What to do |
A. Extract the passage of the sterling casting discussion below, starting at "Hey everyone, I’m" and running down to "having fun again.", word for word.
B. According to the sterling casting discussion below, what happens when the reply's writer overheats the metal? List every effect.

Text excerpt |

---

Hey everyone, I’m back for a bit, I keep telling myself I’ll quit
jewelry art but never can manage to sell all my equipment or stones,
now I’m finding myself back in the garage making some new ideas and
having fun again.

Anyway…I ran out of Precious Metals S-88 alloy which I love and
had to alloy my own sterling again. Dreaded seeing those grey
castings again…anyway, I had a friend awhile back who gave me
some 50/50 zinc, fine silver alloy and told me to pop a pea size into
the melt at the last minute and it would de-ox the melt. It sorta
worked, usually it would burn off real fast and once in awhile I’d
get a white silver casting. The S-88 de-ox alloy is what I finally
got into.

Anyway, I had some zinc heavy foil left over from my friend and put
a folded up piece under the copper, under the silver in the crucible,
I cast and got the grey casting as usual. So the next cast I put a
fairly chunky piece of the foil in there again and got a completely
bright silver casting, something I never got conventionally. Does
anybody ever do this as a regular procedure and are there any
drawbacks to this? I’m assuming most of the zinc gets burnt off?
Also, most importantly does anyone know where to get this heavy zinc
foil? Its gotta be cheaper than S-88 alloy. Any suggestions would
as always be greatly appreciated. Dave Stephens

I usually include 6.66% zinc when alloying gold. It definitely cutts
down on oxidation. I have noticed that overheating my metal acuses a
white smoke to come off of the melt as well as begin to turn my gold
pink. Along with the color change, I get a metal that oxidizes all
together too easily during soldering operations.

---

(Records from an annotation dataset)
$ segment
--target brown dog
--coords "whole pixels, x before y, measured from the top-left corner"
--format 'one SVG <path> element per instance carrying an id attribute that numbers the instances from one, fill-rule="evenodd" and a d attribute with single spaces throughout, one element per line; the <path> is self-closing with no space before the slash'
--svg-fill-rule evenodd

---

Solutions to each task |
A.
Hey everyone, I’m back for a bit, I keep telling myself I’ll quit
jewelry art but never can manage to sell all my equipment or stones,
now I’m finding myself back in the garage making some new ideas and
having fun again.

B.
- White smoke comes off the melt.
- The gold begins to turn pink.
- The metal oxidizes too easily during soldering operations.